§ WORK TO BE COMPLETED
Count the lines of the records that contain the string "reflection", with case taken into account, and give only that number.
::::::::
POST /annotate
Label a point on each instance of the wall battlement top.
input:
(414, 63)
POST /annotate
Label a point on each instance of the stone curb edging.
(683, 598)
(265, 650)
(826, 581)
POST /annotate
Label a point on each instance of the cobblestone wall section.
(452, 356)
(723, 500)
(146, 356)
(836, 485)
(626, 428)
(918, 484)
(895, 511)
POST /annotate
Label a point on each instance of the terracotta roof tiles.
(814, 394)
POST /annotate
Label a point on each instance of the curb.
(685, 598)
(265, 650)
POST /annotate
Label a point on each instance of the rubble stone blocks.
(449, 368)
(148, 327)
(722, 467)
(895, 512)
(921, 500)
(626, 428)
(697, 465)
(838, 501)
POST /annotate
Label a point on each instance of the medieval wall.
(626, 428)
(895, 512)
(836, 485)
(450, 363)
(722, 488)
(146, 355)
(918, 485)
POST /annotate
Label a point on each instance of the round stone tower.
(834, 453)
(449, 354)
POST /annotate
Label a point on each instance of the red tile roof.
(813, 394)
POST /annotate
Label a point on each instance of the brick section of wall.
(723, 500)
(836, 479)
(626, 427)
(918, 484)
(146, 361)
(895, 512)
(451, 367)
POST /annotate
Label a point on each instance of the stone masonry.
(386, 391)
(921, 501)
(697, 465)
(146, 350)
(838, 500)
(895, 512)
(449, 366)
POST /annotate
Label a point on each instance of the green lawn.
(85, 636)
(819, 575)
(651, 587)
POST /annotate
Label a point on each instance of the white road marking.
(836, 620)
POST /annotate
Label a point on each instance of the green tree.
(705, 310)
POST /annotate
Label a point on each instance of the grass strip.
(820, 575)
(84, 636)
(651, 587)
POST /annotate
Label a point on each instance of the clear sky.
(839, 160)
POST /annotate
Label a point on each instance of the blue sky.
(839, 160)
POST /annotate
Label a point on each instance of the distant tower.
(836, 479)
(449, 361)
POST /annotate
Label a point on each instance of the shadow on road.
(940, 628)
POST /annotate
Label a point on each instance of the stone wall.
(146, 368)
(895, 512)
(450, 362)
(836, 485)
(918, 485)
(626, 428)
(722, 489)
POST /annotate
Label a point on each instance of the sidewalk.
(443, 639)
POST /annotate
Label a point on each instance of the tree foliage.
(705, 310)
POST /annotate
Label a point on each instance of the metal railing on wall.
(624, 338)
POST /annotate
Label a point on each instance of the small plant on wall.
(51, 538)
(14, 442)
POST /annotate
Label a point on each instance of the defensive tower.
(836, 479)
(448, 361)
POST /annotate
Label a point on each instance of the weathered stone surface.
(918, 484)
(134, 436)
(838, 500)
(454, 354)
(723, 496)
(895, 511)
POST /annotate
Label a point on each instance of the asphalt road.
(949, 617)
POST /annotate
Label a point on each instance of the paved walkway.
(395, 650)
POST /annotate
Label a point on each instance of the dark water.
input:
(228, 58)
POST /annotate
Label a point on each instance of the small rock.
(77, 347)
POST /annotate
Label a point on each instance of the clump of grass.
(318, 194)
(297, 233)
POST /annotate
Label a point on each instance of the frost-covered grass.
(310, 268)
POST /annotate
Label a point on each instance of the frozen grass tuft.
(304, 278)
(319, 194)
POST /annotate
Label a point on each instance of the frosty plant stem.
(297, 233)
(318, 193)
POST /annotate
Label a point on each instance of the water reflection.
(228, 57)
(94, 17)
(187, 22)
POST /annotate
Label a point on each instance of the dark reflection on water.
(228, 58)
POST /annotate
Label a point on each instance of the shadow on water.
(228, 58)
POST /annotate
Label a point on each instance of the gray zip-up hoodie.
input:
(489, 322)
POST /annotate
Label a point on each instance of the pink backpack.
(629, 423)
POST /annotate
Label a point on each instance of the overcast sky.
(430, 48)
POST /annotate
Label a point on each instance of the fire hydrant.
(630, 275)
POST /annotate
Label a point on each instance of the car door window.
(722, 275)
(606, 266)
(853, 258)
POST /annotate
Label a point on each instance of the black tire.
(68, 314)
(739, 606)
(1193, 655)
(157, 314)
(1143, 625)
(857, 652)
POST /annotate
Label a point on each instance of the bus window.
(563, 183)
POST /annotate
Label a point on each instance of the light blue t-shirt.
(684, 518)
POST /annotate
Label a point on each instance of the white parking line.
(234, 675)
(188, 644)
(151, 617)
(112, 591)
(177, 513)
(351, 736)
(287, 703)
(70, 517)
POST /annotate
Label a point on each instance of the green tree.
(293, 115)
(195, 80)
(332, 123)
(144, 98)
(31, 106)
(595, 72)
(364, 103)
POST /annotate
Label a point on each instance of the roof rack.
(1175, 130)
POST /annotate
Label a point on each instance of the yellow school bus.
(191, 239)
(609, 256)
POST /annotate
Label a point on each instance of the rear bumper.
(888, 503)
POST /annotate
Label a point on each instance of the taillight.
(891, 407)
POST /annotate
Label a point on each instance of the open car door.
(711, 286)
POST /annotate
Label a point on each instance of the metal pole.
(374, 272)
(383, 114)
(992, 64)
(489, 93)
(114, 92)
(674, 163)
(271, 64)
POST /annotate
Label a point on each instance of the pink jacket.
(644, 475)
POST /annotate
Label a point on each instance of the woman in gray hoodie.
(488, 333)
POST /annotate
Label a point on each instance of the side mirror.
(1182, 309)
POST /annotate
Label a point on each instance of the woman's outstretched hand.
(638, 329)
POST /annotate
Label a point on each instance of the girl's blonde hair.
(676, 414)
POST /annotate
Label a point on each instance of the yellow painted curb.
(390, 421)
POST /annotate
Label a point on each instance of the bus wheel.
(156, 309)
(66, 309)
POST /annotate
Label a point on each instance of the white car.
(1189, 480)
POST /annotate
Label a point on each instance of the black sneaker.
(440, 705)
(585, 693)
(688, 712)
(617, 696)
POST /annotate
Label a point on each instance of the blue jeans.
::::::::
§ OUTPUT OF THE TASK
2